━━ RECORD EXCERPTS
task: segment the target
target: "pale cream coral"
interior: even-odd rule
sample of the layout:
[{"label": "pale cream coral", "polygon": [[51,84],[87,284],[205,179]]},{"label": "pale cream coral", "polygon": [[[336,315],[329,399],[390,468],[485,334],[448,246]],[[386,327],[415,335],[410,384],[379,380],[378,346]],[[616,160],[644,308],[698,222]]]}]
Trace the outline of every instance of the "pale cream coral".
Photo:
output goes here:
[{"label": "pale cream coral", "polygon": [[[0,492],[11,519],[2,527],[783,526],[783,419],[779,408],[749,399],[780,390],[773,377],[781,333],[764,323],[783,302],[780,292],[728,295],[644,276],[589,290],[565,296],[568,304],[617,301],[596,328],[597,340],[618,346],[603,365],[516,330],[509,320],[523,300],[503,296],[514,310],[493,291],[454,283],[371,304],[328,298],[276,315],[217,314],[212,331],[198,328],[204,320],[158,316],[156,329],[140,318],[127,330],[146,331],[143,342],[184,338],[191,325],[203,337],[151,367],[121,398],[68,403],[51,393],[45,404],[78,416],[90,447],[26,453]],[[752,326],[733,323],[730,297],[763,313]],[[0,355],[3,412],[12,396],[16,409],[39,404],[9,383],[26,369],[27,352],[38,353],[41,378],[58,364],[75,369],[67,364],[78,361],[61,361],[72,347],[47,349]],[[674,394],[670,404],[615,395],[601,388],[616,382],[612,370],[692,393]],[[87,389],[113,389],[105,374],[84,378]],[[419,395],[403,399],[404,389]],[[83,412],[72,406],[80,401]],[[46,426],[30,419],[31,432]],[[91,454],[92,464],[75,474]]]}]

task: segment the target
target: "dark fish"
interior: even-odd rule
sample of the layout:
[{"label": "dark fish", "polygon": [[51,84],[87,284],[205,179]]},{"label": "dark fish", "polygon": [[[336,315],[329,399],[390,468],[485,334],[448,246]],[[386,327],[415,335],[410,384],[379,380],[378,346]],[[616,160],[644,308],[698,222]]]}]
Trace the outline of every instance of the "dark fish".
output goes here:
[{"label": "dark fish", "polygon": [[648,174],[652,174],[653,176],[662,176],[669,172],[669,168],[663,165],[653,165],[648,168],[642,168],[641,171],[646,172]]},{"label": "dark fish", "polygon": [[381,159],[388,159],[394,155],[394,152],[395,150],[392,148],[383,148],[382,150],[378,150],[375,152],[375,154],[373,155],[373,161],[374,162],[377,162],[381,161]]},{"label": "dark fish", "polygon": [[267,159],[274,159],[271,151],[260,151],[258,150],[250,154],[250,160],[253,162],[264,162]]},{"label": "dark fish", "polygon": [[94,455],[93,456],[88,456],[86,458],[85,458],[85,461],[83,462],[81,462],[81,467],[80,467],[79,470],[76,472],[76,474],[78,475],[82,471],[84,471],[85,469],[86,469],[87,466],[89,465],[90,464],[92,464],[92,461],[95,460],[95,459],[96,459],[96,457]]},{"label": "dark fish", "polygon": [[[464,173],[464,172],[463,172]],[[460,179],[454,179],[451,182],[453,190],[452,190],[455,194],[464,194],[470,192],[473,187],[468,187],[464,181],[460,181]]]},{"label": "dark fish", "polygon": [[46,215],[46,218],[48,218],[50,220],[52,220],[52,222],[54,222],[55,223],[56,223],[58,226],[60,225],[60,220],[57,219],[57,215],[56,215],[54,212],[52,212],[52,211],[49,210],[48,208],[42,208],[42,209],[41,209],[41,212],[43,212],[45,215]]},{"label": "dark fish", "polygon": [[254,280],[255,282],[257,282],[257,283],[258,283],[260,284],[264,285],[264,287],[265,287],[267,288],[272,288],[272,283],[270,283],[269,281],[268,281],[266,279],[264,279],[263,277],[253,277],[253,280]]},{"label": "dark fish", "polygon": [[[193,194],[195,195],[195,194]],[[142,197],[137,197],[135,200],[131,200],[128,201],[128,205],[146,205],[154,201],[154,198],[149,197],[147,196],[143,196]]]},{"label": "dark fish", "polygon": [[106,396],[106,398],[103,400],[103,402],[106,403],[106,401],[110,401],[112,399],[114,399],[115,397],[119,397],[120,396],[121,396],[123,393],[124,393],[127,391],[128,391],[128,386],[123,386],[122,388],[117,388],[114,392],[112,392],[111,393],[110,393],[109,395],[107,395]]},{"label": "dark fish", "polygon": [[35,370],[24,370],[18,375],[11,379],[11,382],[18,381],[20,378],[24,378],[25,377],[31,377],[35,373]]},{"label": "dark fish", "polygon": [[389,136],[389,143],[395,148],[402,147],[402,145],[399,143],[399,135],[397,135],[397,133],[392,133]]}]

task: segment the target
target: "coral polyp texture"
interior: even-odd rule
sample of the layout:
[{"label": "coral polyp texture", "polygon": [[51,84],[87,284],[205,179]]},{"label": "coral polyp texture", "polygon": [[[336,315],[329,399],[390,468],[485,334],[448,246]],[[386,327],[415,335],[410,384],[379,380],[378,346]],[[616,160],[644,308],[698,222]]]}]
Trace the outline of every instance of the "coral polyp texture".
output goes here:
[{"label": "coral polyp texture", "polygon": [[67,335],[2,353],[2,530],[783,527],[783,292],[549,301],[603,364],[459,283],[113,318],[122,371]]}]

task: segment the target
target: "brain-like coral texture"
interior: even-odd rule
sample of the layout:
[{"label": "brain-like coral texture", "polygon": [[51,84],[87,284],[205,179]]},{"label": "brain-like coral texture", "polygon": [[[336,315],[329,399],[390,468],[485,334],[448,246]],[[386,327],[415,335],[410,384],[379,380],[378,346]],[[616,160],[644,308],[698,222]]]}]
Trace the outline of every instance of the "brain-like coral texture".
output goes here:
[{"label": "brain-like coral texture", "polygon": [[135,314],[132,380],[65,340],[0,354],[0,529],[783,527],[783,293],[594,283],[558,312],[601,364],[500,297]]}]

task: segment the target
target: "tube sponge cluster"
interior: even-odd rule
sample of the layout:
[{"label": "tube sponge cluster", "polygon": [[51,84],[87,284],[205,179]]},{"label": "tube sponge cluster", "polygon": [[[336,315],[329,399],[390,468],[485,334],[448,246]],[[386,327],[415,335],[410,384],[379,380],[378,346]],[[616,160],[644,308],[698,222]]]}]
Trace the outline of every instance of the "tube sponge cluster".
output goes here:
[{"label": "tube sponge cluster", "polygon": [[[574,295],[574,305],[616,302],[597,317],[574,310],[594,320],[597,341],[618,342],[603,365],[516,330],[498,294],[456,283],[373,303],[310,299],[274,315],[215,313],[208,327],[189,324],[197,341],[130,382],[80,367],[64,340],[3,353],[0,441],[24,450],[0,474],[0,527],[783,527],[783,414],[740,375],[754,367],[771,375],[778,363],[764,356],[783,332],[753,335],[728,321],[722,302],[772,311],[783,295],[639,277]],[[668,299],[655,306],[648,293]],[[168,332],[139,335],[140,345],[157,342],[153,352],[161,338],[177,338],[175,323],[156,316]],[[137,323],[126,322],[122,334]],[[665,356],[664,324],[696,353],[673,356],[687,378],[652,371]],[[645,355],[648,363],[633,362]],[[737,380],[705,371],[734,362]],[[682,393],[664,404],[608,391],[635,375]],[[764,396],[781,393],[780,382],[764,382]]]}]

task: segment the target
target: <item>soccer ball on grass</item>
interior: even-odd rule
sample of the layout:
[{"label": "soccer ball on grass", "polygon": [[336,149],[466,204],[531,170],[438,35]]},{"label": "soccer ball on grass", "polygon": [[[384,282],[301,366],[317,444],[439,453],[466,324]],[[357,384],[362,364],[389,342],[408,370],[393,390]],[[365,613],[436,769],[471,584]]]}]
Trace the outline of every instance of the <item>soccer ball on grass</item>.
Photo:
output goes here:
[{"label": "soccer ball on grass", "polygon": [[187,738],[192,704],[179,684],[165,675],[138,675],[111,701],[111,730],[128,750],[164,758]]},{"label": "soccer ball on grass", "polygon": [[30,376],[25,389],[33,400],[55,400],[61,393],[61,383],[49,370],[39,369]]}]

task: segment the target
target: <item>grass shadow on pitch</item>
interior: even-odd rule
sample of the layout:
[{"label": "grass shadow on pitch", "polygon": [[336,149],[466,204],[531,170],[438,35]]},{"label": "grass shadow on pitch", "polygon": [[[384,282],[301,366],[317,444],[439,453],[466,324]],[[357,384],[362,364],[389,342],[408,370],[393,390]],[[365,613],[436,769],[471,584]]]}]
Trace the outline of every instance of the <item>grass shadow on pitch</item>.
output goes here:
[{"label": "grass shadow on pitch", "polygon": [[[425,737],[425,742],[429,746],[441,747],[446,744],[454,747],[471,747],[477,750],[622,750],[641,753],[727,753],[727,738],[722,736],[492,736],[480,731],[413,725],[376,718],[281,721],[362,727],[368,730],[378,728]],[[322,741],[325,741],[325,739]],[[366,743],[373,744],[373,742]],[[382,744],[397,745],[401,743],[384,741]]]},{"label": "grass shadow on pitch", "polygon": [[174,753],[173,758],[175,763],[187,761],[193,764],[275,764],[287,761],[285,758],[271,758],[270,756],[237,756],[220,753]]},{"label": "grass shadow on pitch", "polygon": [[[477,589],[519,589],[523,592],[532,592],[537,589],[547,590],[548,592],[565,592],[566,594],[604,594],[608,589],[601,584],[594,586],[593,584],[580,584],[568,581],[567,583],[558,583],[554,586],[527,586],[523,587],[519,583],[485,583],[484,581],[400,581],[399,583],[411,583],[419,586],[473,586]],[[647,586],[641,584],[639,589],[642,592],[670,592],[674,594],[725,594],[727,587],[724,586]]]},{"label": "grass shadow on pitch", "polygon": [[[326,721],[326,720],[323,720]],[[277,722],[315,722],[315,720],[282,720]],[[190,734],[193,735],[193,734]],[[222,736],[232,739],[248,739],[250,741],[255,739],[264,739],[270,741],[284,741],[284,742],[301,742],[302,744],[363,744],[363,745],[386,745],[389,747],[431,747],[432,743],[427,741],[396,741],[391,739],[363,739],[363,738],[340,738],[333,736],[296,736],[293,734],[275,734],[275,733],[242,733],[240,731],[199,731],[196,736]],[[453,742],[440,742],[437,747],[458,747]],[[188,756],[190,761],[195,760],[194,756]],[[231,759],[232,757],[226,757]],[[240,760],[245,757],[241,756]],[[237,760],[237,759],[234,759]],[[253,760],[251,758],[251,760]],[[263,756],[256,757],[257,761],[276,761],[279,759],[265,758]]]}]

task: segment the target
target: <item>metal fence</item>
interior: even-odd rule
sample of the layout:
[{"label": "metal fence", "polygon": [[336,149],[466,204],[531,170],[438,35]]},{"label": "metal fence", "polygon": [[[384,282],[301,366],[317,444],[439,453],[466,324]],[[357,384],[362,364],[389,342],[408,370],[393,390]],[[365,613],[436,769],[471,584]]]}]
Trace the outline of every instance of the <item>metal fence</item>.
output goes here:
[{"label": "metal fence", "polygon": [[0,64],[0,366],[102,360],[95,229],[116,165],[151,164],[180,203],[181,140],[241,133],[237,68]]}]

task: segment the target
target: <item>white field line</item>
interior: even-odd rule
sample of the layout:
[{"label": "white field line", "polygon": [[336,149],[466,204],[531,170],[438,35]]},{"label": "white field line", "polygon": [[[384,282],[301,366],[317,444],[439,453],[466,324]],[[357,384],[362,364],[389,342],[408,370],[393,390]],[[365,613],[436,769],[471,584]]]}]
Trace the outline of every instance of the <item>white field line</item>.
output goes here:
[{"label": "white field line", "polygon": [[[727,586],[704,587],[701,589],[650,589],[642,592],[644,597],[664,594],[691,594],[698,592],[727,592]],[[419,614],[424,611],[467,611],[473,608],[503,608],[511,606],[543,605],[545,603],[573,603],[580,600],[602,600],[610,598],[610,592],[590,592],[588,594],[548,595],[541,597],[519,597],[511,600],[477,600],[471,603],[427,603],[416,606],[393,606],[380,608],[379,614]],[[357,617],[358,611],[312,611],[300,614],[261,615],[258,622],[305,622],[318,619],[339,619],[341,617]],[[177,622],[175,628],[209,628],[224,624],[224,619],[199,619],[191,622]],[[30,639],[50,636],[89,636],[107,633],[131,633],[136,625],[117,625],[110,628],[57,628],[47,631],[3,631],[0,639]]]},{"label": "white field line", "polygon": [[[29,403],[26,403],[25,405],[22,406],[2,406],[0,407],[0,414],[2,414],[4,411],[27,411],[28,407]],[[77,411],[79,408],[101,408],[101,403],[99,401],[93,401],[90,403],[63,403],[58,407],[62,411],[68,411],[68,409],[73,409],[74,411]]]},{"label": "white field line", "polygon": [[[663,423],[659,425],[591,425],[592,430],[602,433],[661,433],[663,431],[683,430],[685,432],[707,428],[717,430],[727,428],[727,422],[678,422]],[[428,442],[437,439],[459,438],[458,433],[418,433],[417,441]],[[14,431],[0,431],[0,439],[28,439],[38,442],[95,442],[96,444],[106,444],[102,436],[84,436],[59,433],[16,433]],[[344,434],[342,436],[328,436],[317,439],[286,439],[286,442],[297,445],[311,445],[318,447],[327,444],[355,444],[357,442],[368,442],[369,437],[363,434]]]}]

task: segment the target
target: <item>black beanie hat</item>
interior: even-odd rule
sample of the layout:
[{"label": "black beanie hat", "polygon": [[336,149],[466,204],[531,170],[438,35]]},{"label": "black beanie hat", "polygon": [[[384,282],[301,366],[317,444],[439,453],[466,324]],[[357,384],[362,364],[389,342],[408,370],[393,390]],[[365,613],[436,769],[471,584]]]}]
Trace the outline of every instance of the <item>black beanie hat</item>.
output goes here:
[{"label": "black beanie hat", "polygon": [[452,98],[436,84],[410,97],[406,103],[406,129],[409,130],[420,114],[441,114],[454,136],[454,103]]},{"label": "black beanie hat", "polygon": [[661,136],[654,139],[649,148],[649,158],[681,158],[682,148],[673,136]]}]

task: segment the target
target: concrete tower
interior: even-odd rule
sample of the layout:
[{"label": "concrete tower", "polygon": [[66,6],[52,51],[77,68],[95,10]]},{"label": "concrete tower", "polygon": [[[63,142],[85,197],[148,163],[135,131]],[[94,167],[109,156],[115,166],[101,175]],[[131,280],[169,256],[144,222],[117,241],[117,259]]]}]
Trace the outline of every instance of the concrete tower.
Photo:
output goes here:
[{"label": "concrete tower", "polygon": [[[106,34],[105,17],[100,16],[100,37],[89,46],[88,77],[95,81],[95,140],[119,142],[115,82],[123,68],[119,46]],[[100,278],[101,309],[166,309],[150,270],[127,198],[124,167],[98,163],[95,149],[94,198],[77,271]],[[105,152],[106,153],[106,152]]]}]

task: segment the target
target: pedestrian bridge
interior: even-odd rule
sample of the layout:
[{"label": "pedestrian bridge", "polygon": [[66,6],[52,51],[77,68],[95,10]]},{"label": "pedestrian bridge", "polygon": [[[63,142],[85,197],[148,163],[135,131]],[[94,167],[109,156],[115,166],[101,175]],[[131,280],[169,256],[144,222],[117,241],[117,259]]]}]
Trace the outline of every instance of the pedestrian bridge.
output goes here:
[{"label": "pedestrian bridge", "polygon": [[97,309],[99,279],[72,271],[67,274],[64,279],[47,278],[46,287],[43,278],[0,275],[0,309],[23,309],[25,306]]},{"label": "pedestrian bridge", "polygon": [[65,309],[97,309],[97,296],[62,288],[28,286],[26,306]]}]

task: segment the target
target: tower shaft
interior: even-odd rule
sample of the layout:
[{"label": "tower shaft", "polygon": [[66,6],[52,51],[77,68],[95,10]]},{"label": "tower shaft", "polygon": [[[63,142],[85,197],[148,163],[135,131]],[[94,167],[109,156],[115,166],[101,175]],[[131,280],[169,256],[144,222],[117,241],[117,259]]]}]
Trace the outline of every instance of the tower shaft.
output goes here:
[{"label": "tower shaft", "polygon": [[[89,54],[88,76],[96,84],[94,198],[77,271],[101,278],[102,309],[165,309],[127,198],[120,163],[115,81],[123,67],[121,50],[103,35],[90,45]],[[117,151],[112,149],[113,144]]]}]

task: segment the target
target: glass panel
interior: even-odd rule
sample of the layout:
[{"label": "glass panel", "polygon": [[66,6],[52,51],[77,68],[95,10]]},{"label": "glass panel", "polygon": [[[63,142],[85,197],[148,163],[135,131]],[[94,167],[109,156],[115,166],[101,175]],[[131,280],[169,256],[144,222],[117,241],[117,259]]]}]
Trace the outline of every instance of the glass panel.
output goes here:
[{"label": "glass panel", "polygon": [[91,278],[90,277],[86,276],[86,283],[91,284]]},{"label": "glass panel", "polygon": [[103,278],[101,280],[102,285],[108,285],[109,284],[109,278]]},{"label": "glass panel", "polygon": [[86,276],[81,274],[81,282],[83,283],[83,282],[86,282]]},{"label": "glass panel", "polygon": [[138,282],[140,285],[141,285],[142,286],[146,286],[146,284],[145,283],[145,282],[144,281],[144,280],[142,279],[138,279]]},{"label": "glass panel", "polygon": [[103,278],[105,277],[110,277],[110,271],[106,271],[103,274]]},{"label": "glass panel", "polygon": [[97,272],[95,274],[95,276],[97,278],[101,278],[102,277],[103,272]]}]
━━━━
Pick out each line in the rows above that contains the string "brain", and copy those lines. Matching is case-sensitive.

» ANSWER TO THIS PROBLEM:
target: "brain-like coral texture"
[{"label": "brain-like coral texture", "polygon": [[51,84],[87,284],[205,179]]},{"label": "brain-like coral texture", "polygon": [[[336,315],[329,399],[390,468],[485,334],[448,246]],[[386,327],[415,335],[410,384],[379,380],[378,346]],[[616,160],[644,308],[698,222]]]}]
Trace the outline of every instance of the "brain-like coral texture".
[{"label": "brain-like coral texture", "polygon": [[135,314],[132,380],[65,340],[0,354],[0,529],[783,527],[783,293],[594,283],[558,312],[601,364],[500,297]]}]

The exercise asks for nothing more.